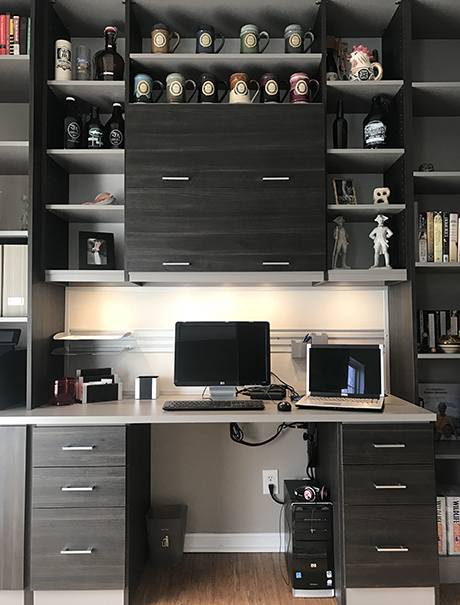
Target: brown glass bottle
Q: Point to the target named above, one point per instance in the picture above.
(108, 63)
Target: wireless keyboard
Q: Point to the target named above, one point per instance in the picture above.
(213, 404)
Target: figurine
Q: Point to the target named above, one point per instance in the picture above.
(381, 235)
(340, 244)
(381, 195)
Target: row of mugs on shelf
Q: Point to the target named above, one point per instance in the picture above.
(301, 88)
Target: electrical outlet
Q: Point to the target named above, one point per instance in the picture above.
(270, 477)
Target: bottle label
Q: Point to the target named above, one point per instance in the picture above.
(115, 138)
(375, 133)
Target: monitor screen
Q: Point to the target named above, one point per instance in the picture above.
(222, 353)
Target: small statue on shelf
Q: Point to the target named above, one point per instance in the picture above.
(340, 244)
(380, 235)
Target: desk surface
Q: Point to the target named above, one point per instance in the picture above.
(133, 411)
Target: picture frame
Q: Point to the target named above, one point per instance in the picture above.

============

(Problem to work on)
Reproduce every entry above in full, adding 40 to each coordinate in the answer points and keeping all other wording and numbers unchanged. Leave the pictures out of your answer.

(Result of the task)
Target: brown glass bottle
Q: Point to the target named above, one point per instance in the picture above.
(148, 103)
Target: wireless keyboard
Q: Point to the target named above, one point per instance in the picture above.
(253, 444)
Target: figurine
Q: Point to the target named above, one point per instance in the picture above.
(421, 275)
(380, 284)
(421, 235)
Target: row of mugs on shelf
Q: Point to the target named above, one point per instance in the picture above.
(341, 128)
Target: electrical outlet
Q: Point to the target named above, one point per instance in the picture above.
(310, 517)
Target: bottle label
Q: Point to the target named above, one point per instance in the picture above.
(155, 178)
(415, 173)
Target: monitor screen
Q: Point to the target named above, one point per instance in the picture above.
(262, 393)
Target: small statue on shelf
Q: Point to the target named above, one point per instance in the picture above.
(380, 284)
(420, 275)
Target: desk surface
Q: Point to the target named above, one point per instance in the picture above.
(173, 451)
Target: picture frame
Q: Point to the target named above, one point per instance in the picture above.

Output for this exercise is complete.